■ **Required work**
a. Reproduce the Mother's Day excerpt word for word between "-Andrew Jackson" and "obey this commandment.", inclusive.
b. Pick up the Mother's Day excerpt after its final sentence and keep writing in the same voice.

Mother’s Day Tributes
SLIDES
My mother was the most beautiful woman I ever saw. All I am I owe to my mother. I attribute all my success in life to the moral, intellectual and physical education I received from her.
-George Washington
Life began with waking up and loving my mother’s face.
-George Eliot
There never was a woman like her. She was gentle as a dove and brave as a lioness... The memory of my mother and her teachings were, after all, the only capital I had to start life with, and on that capital I have made my way.
-Andrew Jackson
My mother loved children - she would have given anything if I had been one.
-Groucho Marx
An ounce of mother is worth a ton of priest.
-Spanish proverb
My mother had a great deal of trouble with me but I think she enjoyed it.
-Mark Twain
Teaching Your Children to Give Honor
What’s wrong with the world... People livin’ like they ain’t got no mamas.
THE BLACK EYED PEAS
This morning we are going to deal with the issue of respect – honor given to our parents.
It is important. It is Godly. It is the 5th commandment – with a promise.
Honor your mother and father is the command.
Why? Let me give you three powerful arguments for why you should obey this commandment.

■ **Recorded information**
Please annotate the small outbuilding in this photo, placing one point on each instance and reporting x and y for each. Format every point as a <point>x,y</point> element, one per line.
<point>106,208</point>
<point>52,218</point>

■ **Task-by-task results**
a.
-Andrew Jackson
My mother loved children - she would have given anything if I had been one.
-Groucho Marx
An ounce of mother is worth a ton of priest.
-Spanish proverb
My mother had a great deal of trouble with me but I think she enjoyed it.
-Mark Twain
Teaching Your Children to Give Honor
What’s wrong with the world... People livin’ like they ain’t got no mamas.
THE BLACK EYED PEAS
This morning we are going to deal with the issue of respect – honor given to our parents.
It is important. It is Godly. It is the 5th commandment – with a promise.
Honor your mother and father is the command.
Why? Let me give you three powerful arguments for why you should obey this commandment.

b.
The First Reason to Obey the 5th Commandment
It doesn’t come natural for children. As we read the next passage of scripture together, I want you to notice how the command for children respect and the command for parents teach it are linked.
So how do you respect your teenage son who just lied to you...again?
How do you respond to your daughter when you say, "I love you" and the response a flippant, "That’s nice"?
What do you do with a kid that seems bent on being sarcastic and flip about everything serious and who fights you on all things Godly.
It begins – this may not seem logical – with you granting them respect – and trust. More than anything else, your adolescent craves your total trust.
Author Fritz Ridenour says, "You might as well trust your teenager; you don’t have any other reasonable choice. Distrust simply breeds more distrust, but if you keep trusting your teenager, sooner or later the message will get through."
If the thought of extending more trust scares you, then somewhere along the way, the natural trust that exists between parent and child has been damaged or lost.
How did it happen? Will it happen again?
Five Trust Busters (By Claudia Arp)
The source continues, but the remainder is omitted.